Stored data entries
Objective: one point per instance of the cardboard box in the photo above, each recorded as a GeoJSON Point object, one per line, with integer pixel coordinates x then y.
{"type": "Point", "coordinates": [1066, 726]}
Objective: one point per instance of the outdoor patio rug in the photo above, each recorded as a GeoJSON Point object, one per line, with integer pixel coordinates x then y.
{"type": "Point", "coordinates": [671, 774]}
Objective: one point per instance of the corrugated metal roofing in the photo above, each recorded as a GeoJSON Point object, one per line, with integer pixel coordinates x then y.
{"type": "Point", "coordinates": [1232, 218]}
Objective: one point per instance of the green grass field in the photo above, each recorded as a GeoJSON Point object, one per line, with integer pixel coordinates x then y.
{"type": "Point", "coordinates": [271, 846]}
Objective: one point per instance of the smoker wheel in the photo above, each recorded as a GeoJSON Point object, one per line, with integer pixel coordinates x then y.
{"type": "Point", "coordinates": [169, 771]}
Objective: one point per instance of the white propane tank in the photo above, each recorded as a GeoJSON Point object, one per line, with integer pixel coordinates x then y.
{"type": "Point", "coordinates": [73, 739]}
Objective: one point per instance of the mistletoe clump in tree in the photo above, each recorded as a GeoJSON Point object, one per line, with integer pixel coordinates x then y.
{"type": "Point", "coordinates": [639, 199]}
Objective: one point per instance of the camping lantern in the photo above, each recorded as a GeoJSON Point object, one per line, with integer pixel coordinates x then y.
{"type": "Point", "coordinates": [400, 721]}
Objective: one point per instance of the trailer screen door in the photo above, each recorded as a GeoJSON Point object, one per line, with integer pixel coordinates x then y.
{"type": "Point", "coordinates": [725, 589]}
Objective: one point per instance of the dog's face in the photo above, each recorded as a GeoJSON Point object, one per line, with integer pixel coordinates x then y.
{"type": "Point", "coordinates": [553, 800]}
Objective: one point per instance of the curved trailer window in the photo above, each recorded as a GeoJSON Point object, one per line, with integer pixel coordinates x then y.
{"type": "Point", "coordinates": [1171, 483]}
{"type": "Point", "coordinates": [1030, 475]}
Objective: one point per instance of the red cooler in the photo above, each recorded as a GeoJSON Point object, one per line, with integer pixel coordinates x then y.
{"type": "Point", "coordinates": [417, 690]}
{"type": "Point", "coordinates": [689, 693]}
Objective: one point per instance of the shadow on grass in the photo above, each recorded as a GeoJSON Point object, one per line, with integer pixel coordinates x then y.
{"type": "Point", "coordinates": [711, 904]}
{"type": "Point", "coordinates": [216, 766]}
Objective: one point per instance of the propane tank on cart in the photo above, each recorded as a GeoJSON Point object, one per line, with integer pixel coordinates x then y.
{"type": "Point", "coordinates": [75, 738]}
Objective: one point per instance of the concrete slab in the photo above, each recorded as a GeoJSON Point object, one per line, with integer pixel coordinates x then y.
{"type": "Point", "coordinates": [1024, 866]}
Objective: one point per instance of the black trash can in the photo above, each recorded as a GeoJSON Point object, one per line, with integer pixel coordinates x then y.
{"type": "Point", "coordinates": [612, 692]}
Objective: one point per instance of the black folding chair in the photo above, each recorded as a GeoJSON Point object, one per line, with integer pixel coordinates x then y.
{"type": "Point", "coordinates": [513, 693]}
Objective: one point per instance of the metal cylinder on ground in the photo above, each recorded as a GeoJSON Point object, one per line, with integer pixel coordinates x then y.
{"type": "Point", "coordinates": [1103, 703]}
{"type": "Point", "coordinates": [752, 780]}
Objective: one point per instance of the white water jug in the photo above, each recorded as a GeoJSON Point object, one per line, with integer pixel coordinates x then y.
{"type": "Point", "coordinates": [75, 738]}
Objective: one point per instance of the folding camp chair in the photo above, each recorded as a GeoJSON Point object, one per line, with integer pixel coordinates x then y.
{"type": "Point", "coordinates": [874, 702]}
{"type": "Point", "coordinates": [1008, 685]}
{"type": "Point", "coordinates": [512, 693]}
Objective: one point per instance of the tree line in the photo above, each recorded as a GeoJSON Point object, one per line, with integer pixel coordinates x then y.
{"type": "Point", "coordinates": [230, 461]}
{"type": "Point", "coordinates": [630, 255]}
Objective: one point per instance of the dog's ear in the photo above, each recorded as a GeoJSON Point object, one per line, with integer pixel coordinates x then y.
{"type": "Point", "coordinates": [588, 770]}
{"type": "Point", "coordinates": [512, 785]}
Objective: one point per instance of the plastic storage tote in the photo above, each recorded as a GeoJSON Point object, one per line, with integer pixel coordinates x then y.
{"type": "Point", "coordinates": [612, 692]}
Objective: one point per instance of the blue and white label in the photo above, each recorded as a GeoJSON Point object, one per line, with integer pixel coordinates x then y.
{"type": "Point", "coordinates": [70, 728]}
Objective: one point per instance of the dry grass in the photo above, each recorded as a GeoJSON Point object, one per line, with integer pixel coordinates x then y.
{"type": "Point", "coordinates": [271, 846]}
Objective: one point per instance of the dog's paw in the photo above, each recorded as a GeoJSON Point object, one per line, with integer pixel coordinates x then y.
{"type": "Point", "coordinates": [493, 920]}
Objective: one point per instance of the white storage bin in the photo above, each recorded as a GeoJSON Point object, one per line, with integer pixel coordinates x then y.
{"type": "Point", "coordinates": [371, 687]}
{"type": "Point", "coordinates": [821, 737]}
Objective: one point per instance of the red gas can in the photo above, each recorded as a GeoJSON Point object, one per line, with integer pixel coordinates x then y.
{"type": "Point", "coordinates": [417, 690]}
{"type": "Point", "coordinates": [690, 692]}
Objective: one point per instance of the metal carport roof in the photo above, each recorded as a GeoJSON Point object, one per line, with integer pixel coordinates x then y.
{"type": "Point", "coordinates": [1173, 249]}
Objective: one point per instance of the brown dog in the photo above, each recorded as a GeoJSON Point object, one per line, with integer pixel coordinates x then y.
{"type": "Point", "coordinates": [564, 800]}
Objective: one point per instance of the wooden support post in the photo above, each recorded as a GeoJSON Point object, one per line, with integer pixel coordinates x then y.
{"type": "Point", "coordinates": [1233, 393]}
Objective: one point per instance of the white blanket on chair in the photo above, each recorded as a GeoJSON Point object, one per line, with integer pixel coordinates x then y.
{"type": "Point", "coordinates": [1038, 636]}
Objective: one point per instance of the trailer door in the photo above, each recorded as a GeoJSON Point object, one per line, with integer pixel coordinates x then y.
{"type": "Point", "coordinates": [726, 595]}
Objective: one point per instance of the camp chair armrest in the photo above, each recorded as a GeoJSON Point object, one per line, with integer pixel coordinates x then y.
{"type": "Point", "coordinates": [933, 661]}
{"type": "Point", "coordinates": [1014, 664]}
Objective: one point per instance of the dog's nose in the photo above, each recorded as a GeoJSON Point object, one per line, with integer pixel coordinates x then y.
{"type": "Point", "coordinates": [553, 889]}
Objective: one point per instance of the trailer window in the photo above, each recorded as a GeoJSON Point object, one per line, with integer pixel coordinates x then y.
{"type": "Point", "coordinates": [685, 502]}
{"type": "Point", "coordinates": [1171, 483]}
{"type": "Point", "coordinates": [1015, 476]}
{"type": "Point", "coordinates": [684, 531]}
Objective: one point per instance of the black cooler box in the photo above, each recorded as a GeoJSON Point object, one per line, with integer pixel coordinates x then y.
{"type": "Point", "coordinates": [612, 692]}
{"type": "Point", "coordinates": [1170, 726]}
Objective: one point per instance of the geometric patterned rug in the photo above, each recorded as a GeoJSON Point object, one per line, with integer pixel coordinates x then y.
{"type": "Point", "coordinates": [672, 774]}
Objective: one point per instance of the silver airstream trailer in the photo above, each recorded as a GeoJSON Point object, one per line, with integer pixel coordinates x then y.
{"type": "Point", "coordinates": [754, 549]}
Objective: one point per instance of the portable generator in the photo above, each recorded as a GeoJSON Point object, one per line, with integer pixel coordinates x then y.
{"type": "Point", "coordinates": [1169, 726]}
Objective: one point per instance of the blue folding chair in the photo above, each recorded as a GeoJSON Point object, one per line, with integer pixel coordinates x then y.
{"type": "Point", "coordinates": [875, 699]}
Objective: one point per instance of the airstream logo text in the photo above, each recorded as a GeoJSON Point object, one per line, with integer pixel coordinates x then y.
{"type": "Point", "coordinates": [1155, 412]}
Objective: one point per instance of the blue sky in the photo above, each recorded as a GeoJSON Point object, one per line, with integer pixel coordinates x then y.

INSTRUCTIONS FOR THE TASK | Starting at the line that contains "Objective: one point per instance of the geometric", output each remaining line of the listing, the last line included, exactly as it appears.

FULL SOLUTION |
Objective: one point per instance of the geometric patterned rug in the photo above, each recorded as a GeoJSON Point object, one per line, with integer pixel coordinates x then y.
{"type": "Point", "coordinates": [672, 774]}
Objective: one point per instance of the silver airstream trailer in the photo above, each recorded as a GeoJSON Point object, one per line, with integer pixel coordinates x then y.
{"type": "Point", "coordinates": [754, 549]}
Objective: one point per instance of the portable generator in the photo above, each recorded as a GeoJSON Point object, one per line, with integer pixel coordinates x then y.
{"type": "Point", "coordinates": [1169, 726]}
Objective: one point per instance of the blue folding chair in the photo above, each recorded as a GeoJSON Point object, one per line, with integer pixel coordinates x then y.
{"type": "Point", "coordinates": [875, 699]}
Objective: one point per instance of the airstream logo text in the photo above, each recorded as a GeoJSON Point object, one per line, with integer pixel coordinates x then y.
{"type": "Point", "coordinates": [1155, 412]}
Objective: one point per instance of the blue sky in the photo above, each recorded as a GeoJSON Point object, one per line, with integer pixel coordinates x then y.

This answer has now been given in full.